┌─ Fragmento del texto
Nos resistimos a mirar cara a cara a nuestros muertos. Tememos acaso quedar petrificados por alguna mirada medúsea y buscamos como Perseo con su escudo, la oblicuidad del reflejo que nos permita abordar el encuentro con la muerte. Es irónico, que la sociedad moderna, construida a base de conocer el mundo en virtud de sus posibilidades de explotación mercantil, es decir, como si todo lo que nos rodeara estuviera ya muerto, no sea capaz de mirar de cara a la muerte cuando nos amenaza. No se trata de reclamar o aspirar a una imagen o experiencia por fin total que sintetice y reúna lo inmensurable de esta pandemia global –¿sería posible?, ¿no son restringidos e imperfectos todos los intentos de generalizar el dolor colectivo?–, sino de poder acceder a la complejidad de estas muertes para comprender su carácter político, lo que desborda la mera toma de conciencia. La experiencia que hagamos concierne a la verdad, a la justicia y la reparación, pero también a la autonomía de la sociedad a la hora de articular sus relatos e imágenes de vida y muerte. Mostrar las heridas permite descubrir su dimensión colectiva. Mirar su profundidad nos permite conocer la enfermedad para que pueda ser curada, cuando curar significa no solo ritualizar o memorializar en busca del consuelo, sino también que una lucha social prenda para reparar y corregir las políticas de la muerte que las causaron.

Como advertían todas las agencias de noticias, el vídeo del asesinato de George Floyd es perturbador. Al verlo uno comienza a perder también la respiración y a sentir la rabia ante la actuación policial. Sin embargo, la contemplación de estas imágenes debió de tener la capacidad de tocar alguna fibra interna porque en lugar de producir indiferencia una vez más o resultar paralizador, lo cierto es que las miles de personas que contemplaron estas imágenes (que el gobierno y las fuerzas del orden habrían querido a toda costa esconder) experimentaron lo intolerable y se lanzaron a las calles para exigir el desmantelamiento de las políticas racistas. Las imágenes de las revueltas Black Lives Matters son el contraplano en lucha y esperanzador de esa imagen dolorosa que la gente conectó con sus propias vidas y heridas colectivas. Si miramos las imágenes difíciles con verdadera atención, quizá pueden conmovernos de un modo que inciten transformaciones liberadoras en nosotros.

El debate sobre la difusión de las imágenes del sufrimiento humano resurge de tanto en tanto cada vez que nos enfrentamos a algún acontecimiento molesto, normalmente porque nos pone delante de los ojos los conflictos en los que estamos inmersos y que tratamos de ignorar para vivir tranquilos. Influidos por la moralidad del decoro periodístico y sobretodo por una relación mediocre con los asuntos de la muerte, opinamos que algunas imágenes son innecesariamente duras, morbosas y lesivas para las víctimas o sus familiares, ni ayudarán a solucionar o ni siquiera entender nada. Un descreimiento que incurrir en contradicciones cuando se refiere a víctimas lejanas o, por el contrario, más próximas a nuestra sociedad.
└─
* Lista de tareas *
**1)** Según el fragmento, ¿por qué resurge el debate sobre la difusión de imágenes del sufrimiento humano cada vez que ocurre un acontecimiento molesto? Responde en una a tres oraciones.
**2)** Cambia "periodístico" por "mediático" y reescribe la parte del fragmento que empieza con las palabras "El debate sobre" y termina con "a nuestra sociedad.".
Los ítems son un material independiente del fragmento.
┌─ Datos analizados
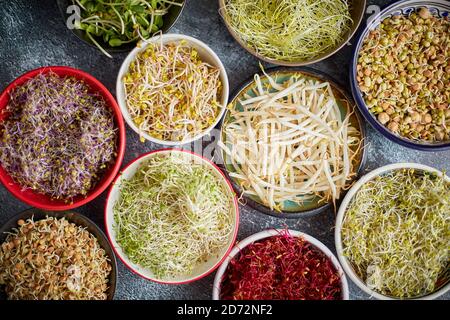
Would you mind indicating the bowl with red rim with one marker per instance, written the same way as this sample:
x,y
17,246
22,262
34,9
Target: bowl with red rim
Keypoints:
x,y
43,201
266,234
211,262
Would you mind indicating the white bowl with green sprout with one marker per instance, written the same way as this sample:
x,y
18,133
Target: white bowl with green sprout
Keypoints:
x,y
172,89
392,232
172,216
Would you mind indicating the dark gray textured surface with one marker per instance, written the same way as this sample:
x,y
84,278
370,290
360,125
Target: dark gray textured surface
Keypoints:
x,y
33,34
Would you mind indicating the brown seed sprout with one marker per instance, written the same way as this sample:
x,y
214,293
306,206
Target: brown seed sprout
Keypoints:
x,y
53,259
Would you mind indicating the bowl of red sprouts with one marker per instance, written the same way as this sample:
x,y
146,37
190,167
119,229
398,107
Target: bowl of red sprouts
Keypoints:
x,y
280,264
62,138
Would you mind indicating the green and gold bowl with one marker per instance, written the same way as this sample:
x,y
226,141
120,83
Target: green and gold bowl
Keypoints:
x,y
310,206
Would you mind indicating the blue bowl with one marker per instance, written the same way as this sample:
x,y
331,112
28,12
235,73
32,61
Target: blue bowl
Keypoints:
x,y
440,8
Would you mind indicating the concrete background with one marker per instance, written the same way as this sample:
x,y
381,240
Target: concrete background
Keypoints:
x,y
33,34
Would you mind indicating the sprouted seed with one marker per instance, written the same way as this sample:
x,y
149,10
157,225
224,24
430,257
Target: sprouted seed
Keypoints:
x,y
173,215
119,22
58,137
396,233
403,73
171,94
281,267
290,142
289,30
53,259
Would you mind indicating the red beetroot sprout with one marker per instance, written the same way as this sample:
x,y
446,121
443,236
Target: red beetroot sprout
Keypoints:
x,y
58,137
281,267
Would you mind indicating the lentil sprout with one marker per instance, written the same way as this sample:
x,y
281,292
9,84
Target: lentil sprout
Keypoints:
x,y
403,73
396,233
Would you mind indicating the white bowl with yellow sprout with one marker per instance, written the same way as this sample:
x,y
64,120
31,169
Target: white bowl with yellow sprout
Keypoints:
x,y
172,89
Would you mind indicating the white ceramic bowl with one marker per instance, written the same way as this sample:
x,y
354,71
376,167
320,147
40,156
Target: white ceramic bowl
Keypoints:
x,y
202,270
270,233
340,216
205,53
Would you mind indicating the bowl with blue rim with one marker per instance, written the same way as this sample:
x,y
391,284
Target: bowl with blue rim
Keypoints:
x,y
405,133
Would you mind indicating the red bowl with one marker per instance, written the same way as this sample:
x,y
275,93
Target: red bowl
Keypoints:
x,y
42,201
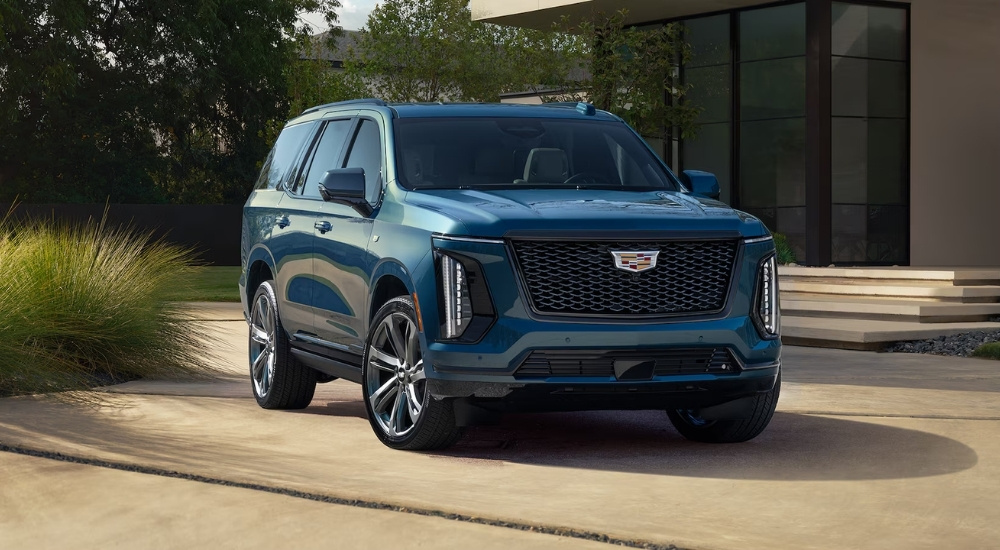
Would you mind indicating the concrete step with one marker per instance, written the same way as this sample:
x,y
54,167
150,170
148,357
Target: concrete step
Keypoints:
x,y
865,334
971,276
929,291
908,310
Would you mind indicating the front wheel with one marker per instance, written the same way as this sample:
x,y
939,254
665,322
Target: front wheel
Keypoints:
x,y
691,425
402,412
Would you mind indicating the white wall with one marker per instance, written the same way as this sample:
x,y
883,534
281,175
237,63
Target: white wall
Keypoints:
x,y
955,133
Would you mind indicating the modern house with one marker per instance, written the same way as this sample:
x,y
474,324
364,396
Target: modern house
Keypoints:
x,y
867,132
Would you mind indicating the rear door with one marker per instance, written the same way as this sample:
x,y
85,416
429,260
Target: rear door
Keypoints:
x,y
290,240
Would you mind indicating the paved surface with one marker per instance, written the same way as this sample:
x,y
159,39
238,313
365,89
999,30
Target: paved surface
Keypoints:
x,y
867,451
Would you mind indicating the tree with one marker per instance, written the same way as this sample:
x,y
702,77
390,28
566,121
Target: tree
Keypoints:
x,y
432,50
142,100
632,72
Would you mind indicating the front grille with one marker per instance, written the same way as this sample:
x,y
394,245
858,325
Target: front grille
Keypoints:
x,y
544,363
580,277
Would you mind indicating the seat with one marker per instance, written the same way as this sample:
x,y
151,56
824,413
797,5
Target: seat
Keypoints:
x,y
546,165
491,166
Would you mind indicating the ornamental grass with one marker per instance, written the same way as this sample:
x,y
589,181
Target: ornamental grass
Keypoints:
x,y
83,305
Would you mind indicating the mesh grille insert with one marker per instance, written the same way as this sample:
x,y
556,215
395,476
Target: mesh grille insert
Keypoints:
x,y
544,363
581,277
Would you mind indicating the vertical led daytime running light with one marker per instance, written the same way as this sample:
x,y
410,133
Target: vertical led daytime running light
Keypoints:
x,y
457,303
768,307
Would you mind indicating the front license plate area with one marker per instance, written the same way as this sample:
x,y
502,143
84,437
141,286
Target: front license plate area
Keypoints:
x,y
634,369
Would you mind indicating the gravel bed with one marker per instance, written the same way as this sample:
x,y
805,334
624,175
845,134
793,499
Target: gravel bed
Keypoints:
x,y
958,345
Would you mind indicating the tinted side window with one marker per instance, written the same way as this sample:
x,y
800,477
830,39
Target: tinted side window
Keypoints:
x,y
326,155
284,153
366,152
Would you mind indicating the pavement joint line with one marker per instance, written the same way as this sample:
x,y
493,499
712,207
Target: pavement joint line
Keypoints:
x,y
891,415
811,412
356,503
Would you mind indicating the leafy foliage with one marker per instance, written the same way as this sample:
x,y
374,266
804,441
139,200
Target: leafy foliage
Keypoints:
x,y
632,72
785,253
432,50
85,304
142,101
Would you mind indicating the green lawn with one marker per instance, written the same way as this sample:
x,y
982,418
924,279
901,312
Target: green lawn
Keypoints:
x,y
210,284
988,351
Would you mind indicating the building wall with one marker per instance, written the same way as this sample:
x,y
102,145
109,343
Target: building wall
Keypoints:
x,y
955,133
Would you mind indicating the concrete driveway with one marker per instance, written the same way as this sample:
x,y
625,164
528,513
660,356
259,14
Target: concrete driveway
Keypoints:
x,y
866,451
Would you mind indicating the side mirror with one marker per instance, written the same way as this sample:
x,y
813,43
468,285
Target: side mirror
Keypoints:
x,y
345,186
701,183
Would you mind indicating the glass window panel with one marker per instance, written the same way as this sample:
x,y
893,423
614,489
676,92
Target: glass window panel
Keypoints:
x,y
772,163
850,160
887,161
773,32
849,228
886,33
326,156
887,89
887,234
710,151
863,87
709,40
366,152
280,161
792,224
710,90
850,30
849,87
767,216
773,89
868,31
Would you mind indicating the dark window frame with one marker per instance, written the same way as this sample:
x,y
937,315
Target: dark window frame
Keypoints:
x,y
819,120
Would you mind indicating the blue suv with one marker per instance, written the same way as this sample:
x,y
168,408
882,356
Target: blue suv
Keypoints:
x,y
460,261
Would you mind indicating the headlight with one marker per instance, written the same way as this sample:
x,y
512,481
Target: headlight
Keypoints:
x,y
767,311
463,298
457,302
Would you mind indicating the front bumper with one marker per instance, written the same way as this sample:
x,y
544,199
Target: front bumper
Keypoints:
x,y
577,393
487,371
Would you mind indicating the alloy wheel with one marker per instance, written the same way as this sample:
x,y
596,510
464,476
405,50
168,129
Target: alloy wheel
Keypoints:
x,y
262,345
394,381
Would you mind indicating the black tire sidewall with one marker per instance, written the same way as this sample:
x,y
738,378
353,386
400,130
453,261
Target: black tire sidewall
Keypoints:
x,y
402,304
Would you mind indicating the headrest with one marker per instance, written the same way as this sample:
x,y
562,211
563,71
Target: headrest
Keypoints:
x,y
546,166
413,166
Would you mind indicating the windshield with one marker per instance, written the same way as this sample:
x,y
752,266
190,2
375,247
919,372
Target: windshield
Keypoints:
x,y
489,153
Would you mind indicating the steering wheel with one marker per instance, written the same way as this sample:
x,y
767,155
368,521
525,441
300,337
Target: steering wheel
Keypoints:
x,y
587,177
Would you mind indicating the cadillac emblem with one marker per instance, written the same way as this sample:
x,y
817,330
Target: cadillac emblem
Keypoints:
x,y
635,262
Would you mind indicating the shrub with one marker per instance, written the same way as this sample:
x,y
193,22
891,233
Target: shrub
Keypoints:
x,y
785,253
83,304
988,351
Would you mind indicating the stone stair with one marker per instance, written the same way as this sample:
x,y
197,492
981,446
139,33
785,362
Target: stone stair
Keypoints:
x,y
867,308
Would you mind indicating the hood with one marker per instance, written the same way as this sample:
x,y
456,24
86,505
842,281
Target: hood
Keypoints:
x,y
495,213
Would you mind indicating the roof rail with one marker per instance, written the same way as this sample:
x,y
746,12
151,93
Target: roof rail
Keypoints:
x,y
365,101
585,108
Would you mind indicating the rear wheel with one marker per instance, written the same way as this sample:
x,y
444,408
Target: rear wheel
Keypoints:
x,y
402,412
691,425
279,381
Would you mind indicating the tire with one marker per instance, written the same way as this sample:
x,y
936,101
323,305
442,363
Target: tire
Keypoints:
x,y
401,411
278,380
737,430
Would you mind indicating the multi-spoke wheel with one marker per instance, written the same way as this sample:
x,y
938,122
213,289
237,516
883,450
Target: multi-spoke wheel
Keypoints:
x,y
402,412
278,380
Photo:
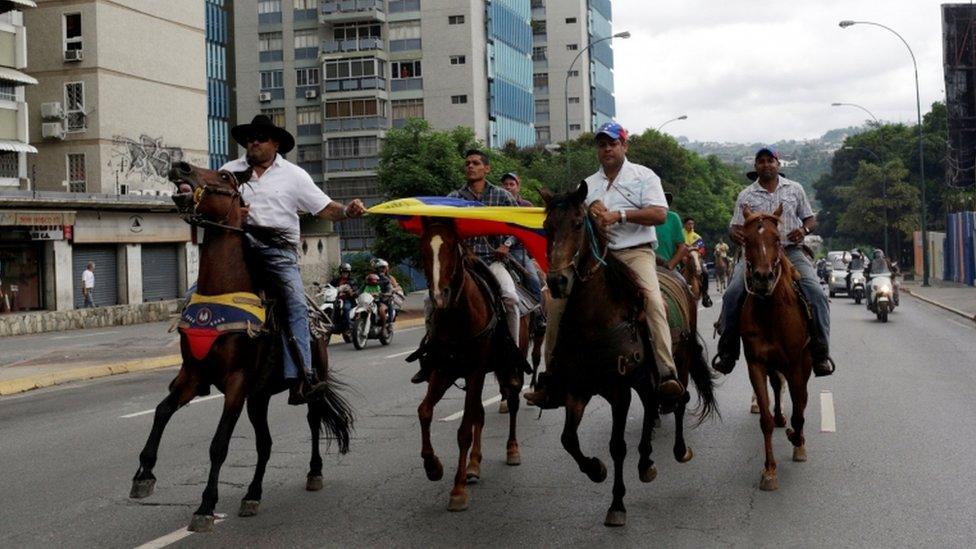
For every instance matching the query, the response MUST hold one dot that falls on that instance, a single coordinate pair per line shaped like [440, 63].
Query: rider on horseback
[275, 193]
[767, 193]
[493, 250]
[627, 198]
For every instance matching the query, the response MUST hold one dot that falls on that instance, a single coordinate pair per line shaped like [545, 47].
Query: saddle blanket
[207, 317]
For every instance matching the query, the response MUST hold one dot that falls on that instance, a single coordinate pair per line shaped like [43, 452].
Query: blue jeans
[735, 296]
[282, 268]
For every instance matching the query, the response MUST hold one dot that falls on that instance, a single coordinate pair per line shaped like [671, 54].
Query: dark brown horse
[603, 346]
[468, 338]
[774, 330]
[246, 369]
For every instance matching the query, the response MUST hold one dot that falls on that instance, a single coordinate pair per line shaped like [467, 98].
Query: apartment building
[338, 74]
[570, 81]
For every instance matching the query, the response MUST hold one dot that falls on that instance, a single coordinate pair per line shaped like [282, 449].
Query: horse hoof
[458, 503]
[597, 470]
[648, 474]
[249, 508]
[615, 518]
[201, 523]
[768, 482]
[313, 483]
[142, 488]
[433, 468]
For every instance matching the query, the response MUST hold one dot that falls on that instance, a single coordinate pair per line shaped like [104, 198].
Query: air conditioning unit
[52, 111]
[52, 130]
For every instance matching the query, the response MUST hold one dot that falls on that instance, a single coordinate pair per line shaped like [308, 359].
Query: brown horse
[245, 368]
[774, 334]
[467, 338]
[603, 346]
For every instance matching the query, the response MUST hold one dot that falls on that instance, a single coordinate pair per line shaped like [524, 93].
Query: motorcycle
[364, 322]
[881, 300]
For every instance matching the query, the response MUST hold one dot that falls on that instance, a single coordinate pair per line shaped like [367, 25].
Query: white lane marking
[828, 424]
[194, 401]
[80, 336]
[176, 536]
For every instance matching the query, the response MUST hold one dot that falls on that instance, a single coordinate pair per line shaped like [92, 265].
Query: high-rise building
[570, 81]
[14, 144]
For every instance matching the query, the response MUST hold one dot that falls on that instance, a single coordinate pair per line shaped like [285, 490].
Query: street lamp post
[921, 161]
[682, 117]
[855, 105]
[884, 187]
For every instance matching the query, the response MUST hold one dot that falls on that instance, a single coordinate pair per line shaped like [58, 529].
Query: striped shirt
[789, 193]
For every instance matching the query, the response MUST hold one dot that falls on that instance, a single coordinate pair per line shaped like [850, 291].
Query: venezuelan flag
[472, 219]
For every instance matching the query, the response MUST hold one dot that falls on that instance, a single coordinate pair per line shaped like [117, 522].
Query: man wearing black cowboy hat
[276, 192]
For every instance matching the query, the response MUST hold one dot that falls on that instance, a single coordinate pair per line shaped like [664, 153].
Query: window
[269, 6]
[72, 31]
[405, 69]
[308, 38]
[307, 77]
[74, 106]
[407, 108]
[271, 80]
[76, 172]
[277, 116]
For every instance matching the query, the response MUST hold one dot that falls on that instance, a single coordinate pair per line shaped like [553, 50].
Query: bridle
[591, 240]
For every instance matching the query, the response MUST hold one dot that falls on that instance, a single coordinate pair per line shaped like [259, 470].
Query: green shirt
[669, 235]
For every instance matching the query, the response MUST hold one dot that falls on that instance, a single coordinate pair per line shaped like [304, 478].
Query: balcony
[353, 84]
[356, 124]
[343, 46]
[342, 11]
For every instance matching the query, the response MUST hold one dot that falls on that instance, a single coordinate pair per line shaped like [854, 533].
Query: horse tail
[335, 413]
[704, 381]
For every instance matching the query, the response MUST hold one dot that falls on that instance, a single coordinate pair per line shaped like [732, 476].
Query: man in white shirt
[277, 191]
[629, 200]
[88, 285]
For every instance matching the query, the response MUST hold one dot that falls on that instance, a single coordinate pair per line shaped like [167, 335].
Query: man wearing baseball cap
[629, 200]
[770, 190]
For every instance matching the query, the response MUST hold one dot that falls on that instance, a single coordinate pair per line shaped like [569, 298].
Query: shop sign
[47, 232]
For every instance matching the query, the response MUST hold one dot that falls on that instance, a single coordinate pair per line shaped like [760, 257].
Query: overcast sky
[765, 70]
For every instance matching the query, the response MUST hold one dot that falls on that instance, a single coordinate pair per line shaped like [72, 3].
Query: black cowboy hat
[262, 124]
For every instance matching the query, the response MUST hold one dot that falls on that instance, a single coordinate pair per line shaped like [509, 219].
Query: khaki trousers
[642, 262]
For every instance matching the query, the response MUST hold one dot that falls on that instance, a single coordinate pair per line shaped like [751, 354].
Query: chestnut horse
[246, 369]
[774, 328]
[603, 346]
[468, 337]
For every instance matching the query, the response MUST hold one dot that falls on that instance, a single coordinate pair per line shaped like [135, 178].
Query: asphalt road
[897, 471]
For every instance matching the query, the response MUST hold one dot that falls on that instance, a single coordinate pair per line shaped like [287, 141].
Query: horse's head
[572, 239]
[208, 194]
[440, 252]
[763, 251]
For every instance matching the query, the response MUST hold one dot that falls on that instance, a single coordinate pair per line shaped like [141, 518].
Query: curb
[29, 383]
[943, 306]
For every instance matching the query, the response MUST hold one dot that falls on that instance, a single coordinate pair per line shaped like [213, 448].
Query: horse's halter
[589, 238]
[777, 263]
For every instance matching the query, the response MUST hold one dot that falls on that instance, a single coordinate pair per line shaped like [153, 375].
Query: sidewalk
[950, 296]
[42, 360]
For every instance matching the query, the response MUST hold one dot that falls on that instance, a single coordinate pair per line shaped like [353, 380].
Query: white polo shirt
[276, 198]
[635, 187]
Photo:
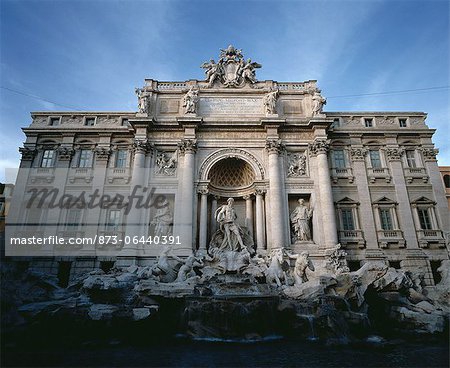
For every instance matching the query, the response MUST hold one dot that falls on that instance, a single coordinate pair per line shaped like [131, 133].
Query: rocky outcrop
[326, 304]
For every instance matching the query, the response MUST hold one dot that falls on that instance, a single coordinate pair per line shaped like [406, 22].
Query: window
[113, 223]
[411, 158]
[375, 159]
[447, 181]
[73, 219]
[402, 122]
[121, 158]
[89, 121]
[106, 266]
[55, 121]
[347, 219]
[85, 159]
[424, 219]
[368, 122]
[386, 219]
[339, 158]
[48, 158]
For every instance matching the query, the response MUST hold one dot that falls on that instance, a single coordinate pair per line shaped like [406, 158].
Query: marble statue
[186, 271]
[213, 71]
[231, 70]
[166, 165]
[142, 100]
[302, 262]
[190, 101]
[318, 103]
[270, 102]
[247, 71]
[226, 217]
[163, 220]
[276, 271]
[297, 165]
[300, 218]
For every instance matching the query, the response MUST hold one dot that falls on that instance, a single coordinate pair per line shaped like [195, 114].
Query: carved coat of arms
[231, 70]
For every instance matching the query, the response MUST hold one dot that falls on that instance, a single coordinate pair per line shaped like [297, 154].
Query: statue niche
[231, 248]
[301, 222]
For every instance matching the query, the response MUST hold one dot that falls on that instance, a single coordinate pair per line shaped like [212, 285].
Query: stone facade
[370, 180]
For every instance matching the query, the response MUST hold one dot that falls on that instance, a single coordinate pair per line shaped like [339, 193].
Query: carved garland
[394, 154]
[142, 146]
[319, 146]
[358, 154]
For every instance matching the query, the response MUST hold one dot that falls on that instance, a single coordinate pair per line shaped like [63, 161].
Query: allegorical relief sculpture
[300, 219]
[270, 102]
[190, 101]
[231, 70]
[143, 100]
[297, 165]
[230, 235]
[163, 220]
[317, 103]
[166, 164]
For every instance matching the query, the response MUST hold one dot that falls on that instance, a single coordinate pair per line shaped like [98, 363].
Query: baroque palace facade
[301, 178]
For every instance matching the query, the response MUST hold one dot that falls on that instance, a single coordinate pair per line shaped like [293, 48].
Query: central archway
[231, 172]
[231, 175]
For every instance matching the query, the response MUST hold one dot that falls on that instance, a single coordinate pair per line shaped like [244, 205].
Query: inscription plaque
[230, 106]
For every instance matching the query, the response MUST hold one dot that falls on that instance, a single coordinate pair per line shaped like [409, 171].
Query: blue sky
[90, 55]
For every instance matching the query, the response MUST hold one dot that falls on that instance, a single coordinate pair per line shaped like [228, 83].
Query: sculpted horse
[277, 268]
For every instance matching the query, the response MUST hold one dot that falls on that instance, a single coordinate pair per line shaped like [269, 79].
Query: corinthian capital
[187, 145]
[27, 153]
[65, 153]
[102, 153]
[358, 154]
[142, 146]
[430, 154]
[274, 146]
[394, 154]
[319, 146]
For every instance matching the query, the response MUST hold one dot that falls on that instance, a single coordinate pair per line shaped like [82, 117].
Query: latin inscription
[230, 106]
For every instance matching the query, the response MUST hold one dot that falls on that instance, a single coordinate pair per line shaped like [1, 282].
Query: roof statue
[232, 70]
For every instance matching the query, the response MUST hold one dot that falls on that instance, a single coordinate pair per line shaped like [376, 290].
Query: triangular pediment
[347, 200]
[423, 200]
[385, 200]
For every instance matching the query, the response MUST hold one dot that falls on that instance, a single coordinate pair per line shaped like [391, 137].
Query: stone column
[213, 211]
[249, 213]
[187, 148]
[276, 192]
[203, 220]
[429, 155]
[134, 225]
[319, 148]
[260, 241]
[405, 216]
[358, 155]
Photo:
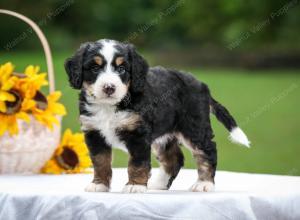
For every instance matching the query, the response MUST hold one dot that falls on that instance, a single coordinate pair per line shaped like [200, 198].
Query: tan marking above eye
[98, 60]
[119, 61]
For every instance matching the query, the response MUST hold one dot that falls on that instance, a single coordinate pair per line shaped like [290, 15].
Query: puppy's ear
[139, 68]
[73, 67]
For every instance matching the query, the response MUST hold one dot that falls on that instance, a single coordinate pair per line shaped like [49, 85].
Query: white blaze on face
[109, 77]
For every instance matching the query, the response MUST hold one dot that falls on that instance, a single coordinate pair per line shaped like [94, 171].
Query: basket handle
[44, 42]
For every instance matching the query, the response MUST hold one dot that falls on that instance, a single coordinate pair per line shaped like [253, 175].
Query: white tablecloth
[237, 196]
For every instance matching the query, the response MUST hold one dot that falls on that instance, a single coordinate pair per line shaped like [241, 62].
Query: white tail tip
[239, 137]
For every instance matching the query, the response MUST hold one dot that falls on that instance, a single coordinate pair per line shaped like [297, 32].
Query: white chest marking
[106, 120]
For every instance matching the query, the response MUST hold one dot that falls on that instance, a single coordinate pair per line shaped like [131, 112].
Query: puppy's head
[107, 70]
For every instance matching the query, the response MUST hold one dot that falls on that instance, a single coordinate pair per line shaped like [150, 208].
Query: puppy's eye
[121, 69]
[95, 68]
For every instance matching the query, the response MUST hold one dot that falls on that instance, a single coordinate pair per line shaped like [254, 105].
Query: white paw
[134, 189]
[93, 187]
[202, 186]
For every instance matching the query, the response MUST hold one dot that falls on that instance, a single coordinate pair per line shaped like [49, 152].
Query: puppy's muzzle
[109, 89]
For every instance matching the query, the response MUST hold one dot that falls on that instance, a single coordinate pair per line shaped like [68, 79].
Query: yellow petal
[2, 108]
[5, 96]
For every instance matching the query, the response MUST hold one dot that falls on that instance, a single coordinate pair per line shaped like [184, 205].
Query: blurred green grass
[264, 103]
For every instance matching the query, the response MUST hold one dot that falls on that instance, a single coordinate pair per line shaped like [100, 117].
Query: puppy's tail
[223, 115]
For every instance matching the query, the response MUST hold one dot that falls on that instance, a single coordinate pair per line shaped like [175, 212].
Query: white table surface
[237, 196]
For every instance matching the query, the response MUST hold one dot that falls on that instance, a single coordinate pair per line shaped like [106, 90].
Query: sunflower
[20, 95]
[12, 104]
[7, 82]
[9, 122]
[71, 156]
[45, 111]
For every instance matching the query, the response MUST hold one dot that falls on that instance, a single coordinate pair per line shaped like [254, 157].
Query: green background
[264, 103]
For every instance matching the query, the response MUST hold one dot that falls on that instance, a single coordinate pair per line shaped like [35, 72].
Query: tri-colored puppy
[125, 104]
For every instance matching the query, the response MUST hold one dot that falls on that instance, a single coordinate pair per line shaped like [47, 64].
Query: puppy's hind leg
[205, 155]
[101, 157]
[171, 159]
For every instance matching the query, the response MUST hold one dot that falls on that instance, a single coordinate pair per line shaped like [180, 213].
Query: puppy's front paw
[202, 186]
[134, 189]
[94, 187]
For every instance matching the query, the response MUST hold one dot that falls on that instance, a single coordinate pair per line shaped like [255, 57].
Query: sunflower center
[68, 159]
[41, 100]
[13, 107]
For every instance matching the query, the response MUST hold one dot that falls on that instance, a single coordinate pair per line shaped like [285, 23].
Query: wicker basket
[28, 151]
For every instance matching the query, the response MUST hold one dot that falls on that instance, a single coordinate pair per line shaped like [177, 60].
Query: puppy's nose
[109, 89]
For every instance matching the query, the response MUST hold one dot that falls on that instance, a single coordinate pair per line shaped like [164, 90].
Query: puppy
└─
* Respuestas por tarea *
**1)** Porque esos acontecimientos suelen ponernos delante de los ojos los conflictos en los que estamos inmersos y que tratamos de ignorar para vivir tranquilos.

**2)**
El debate sobre la difusión de las imágenes del sufrimiento humano resurge de tanto en tanto cada vez que nos enfrentamos a algún acontecimiento molesto, normalmente porque nos pone delante de los ojos los conflictos en los que estamos inmersos y que tratamos de ignorar para vivir tranquilos. Influidos por la moralidad del decoro mediático y sobretodo por una relación mediocre con los asuntos de la muerte, opinamos que algunas imágenes son innecesariamente duras, morbosas y lesivas para las víctimas o sus familiares, ni ayudarán a solucionar o ni siquiera entender nada. Un descreimiento que incurrir en contradicciones cuando se refiere a víctimas lejanas o, por el contrario, más próximas a nuestra sociedad.